▶ _TASK REQUIREMENTS_:
Each record is to be printed again precisely as it reads.

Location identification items
^^^^^^^^
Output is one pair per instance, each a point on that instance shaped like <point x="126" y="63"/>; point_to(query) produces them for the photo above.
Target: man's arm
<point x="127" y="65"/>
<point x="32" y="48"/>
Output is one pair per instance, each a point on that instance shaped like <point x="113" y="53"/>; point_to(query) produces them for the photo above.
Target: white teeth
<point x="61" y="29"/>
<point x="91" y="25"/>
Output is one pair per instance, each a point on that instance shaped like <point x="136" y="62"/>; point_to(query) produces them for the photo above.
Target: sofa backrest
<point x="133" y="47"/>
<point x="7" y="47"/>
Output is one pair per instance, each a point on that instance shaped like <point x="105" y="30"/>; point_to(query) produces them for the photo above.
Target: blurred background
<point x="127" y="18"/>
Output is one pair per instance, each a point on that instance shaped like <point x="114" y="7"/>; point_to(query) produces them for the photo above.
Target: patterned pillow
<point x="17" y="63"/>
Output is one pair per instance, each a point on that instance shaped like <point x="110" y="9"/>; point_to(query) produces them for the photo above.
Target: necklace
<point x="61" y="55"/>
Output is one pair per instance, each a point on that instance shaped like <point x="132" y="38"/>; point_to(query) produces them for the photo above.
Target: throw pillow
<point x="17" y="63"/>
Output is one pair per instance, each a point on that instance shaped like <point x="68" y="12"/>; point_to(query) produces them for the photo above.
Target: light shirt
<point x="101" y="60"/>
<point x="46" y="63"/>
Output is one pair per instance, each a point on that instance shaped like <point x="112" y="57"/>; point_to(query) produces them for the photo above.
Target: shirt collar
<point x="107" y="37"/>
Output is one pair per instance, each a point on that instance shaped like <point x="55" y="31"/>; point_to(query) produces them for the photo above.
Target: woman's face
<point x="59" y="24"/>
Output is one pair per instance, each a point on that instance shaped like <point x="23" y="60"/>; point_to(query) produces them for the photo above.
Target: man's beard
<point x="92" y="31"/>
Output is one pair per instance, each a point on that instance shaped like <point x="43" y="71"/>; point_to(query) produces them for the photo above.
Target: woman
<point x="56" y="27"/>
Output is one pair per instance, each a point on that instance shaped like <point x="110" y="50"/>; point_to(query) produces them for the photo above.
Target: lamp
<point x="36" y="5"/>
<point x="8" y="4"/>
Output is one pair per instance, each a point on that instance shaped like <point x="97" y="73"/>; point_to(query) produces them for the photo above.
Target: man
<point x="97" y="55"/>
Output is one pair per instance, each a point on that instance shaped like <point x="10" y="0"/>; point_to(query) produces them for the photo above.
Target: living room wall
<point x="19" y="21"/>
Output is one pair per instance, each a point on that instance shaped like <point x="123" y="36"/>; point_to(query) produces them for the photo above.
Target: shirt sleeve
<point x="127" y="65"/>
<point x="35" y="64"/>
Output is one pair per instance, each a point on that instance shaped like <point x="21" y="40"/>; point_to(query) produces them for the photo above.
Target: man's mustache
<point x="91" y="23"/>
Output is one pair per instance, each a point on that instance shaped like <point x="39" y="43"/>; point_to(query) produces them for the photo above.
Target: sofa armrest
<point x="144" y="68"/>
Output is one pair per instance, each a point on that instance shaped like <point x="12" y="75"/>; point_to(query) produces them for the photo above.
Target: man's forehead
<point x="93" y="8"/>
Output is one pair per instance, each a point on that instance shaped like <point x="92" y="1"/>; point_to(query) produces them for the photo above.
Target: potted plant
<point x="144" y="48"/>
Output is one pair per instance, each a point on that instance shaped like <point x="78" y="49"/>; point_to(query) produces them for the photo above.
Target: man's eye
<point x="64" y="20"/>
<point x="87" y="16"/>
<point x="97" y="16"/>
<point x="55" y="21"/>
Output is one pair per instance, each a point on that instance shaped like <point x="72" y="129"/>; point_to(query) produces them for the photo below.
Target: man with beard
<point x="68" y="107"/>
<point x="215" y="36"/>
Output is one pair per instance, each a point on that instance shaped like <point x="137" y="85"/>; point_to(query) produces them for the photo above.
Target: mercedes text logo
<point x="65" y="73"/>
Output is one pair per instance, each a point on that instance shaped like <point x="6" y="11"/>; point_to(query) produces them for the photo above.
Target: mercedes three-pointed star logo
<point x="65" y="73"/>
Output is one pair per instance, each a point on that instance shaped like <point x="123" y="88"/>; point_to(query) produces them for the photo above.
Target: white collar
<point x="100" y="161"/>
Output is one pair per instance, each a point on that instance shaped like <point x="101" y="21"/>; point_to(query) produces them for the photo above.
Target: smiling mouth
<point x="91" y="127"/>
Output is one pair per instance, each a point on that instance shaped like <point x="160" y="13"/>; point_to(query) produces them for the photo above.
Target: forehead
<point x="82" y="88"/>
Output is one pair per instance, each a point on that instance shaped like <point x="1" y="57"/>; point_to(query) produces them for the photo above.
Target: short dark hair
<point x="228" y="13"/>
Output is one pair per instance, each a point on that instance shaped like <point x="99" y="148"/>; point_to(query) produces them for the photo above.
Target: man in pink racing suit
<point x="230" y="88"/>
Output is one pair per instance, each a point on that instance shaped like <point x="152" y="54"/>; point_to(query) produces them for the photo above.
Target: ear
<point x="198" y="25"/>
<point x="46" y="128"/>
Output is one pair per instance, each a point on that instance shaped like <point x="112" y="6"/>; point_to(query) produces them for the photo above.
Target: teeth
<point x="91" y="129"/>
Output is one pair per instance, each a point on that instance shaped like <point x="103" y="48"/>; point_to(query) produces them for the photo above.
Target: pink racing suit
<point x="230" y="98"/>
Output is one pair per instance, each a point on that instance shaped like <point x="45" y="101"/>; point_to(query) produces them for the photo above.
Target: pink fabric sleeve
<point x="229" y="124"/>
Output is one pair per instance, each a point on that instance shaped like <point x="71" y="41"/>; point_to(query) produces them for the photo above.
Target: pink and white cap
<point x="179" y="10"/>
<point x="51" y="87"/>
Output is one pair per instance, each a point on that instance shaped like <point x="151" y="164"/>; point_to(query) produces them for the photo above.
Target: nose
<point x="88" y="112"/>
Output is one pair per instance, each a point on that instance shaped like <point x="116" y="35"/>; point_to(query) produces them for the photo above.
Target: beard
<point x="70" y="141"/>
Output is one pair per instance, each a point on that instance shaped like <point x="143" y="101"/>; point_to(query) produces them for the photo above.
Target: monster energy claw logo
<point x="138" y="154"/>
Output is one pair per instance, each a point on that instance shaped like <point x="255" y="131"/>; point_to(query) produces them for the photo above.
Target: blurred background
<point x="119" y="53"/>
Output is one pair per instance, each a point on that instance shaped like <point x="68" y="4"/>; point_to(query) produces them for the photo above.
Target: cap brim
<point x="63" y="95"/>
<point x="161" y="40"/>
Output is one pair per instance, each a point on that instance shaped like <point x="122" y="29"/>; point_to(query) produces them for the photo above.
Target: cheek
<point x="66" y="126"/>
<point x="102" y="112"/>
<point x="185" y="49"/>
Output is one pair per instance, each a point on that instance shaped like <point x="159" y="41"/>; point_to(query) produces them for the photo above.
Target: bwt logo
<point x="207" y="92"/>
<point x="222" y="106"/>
^^^^^^^^
▶ _SOLVED PROBLEM_:
Output is one pair per instance, each a point on that instance shaped like <point x="126" y="63"/>; point_to(query) produces them for the photo above.
Target: man's arm
<point x="127" y="65"/>
<point x="32" y="48"/>
Output is one pair per instance, each a point on that instance shaped like <point x="113" y="53"/>; point_to(query) produces them for the photo above.
Target: white teeth
<point x="61" y="29"/>
<point x="91" y="25"/>
Output is one pair per instance, each a point on that instance shaped like <point x="136" y="62"/>; point_to(query) produces them for the photo above.
Target: sofa backrest
<point x="133" y="47"/>
<point x="7" y="47"/>
Output is one pair per instance, each a point on that instance shaped like <point x="105" y="30"/>; point_to(query) produces them for the photo above.
Target: blurred background
<point x="127" y="18"/>
Output is one pair per instance, each a point on that instance shaped like <point x="114" y="7"/>; point_to(query) produces them for the photo above.
Target: patterned pillow
<point x="17" y="63"/>
Output is one pair per instance, each a point on that instance shaped like <point x="110" y="9"/>; point_to(query) produces them for the photo above.
Target: necklace
<point x="61" y="55"/>
Output is one pair per instance, each a point on that instance shaped like <point x="132" y="38"/>; point_to(query) produces them for the photo above.
Target: throw pillow
<point x="17" y="63"/>
Output is one pair per instance, each a point on that instance shaped like <point x="68" y="12"/>; point_to(query) produces them for the photo above.
Target: light shirt
<point x="101" y="60"/>
<point x="46" y="63"/>
Output is one pair per instance, each a point on that instance shaped like <point x="112" y="57"/>; point_to(query) produces them for the photo above.
Target: shirt collar
<point x="107" y="37"/>
Output is one pair per instance, each a point on that instance shaped like <point x="55" y="31"/>; point_to(query) produces them for the photo above.
Target: woman's face
<point x="59" y="24"/>
Output is one pair per instance, each a point on that instance shaped like <point x="23" y="60"/>; point_to(query) produces them for the photo above.
Target: man's beard
<point x="92" y="31"/>
Output is one pair per instance, each a point on that instance shaped like <point x="43" y="71"/>; point_to(query) produces them for the photo above.
Target: woman
<point x="56" y="27"/>
Output is one pair per instance, each a point on that instance shaped like <point x="110" y="50"/>; point_to(query) produces them for the photo above.
Target: lamp
<point x="36" y="5"/>
<point x="8" y="4"/>
Output is one pair per instance, each a point on that instance shaped like <point x="97" y="73"/>; point_to(query) produces them for the photo above.
Target: man
<point x="97" y="55"/>
Output is one pair per instance, each a point on that instance shaped like <point x="10" y="0"/>; point_to(query) produces them for the photo above.
Target: living room wall
<point x="19" y="21"/>
Output is one pair per instance, each a point on that instance shaped like <point x="123" y="36"/>; point_to(query) produces them for the photo above.
Target: shirt sleeve
<point x="127" y="65"/>
<point x="35" y="64"/>
Output is one pair per instance, each a point on that instance shaped like <point x="21" y="40"/>; point_to(query) produces them for the photo above.
Target: man's mustache
<point x="91" y="23"/>
Output is one pair per instance, each a point on that instance shaped like <point x="39" y="43"/>; point_to(query) produces them for the photo above.
Target: sofa armrest
<point x="144" y="68"/>
Output is one pair per instance, each a point on that instance shaped like <point x="12" y="75"/>; point_to(query) produces them for the photo above.
Target: man's forehead
<point x="93" y="8"/>
Output is one pair per instance, each a point on that instance shaped like <point x="92" y="1"/>; point_to(query) produces them for the photo above.
Target: potted plant
<point x="144" y="48"/>
Output is one pair per instance, each a point on that instance shaped like <point x="78" y="49"/>; point_to(query) produces them for the photo above.
Target: man's eye
<point x="64" y="20"/>
<point x="87" y="16"/>
<point x="97" y="16"/>
<point x="55" y="21"/>
Output is one pair per instance, each a point on that instance shaped like <point x="72" y="129"/>; point_to(query) produces them for the photo below.
Target: man with beard
<point x="68" y="107"/>
<point x="215" y="36"/>
Output is one pair per instance, each a point on that instance shaped like <point x="137" y="85"/>; point_to(query) produces them for the photo above.
Target: mercedes text logo
<point x="65" y="73"/>
Output is one pair per instance, each a point on that instance shaped like <point x="6" y="11"/>; point_to(query) produces them for the photo above.
Target: mercedes three-pointed star logo
<point x="65" y="73"/>
Output is one pair per instance, each a point on that instance shaped like <point x="123" y="88"/>; point_to(query) produces them for the photo above.
Target: white collar
<point x="100" y="161"/>
Output is one pair per instance, each a point on that instance shaped like <point x="101" y="21"/>; point_to(query) produces them for the photo above.
Target: smiling mouth
<point x="91" y="127"/>
Output is one pair per instance, each a point on that instance shaped like <point x="160" y="13"/>; point_to(query) produces them for the photo above.
Target: forehead
<point x="82" y="88"/>
Output is one pair per instance, each a point on that instance shaped like <point x="1" y="57"/>; point_to(query) produces them for the photo above.
Target: short dark hair
<point x="228" y="13"/>
Output is one pair per instance, each a point on that instance shaped like <point x="99" y="148"/>; point_to(query) produces them for the photo above.
Target: man in pink racing suit
<point x="230" y="88"/>
Output is one pair per instance, each a point on that instance shaped like <point x="152" y="54"/>; point_to(query) produces them for the photo above.
Target: ear
<point x="198" y="25"/>
<point x="46" y="128"/>
Output is one pair per instance, each a point on that instance shaped like <point x="112" y="6"/>; point_to(query) produces them for the photo above.
Target: teeth
<point x="91" y="129"/>
Output is one pair per instance, each a point on that instance shaped like <point x="103" y="48"/>; point_to(query) produces them for the photo above.
Target: pink racing suit
<point x="230" y="98"/>
Output is one pair per instance, each a point on that instance shaped like <point x="45" y="101"/>; point_to(query) produces them for the photo above.
Target: pink fabric sleeve
<point x="229" y="124"/>
Output is one pair per instance, each a point on that instance shaped like <point x="71" y="41"/>; point_to(query) produces them for the photo above.
Target: pink and white cap
<point x="179" y="10"/>
<point x="51" y="87"/>
Output is one pair per instance, each a point on that instance shaped like <point x="151" y="164"/>; point_to(query) produces them for the photo above.
Target: nose
<point x="88" y="112"/>
Output is one pair per instance, each a point on that instance shaped like <point x="116" y="35"/>; point_to(query) produces them for the photo above.
Target: beard
<point x="70" y="141"/>
Output is one pair per instance, each a point on that instance shaped like <point x="143" y="101"/>; point_to(query) produces them for the photo above.
Target: monster energy claw logo
<point x="138" y="154"/>
Output is one pair per instance, each a point on that instance shaped like <point x="255" y="131"/>; point_to(query) produces them for the photo above.
Target: blurred background
<point x="119" y="53"/>
Output is one pair per instance, each a point on that instance shaped like <point x="68" y="4"/>; point_to(query) produces them for the photo above.
Target: cap brim
<point x="63" y="95"/>
<point x="161" y="40"/>
Output is one pair per instance, each a point on that instance shaped like <point x="122" y="29"/>; point_to(query) produces them for the photo above.
Target: cheek
<point x="66" y="126"/>
<point x="102" y="112"/>
<point x="185" y="49"/>
Output is one pair per instance, each a point on that instance shaped like <point x="159" y="41"/>; point_to(query) produces them for the photo above.
Target: bwt logo
<point x="207" y="92"/>
<point x="222" y="106"/>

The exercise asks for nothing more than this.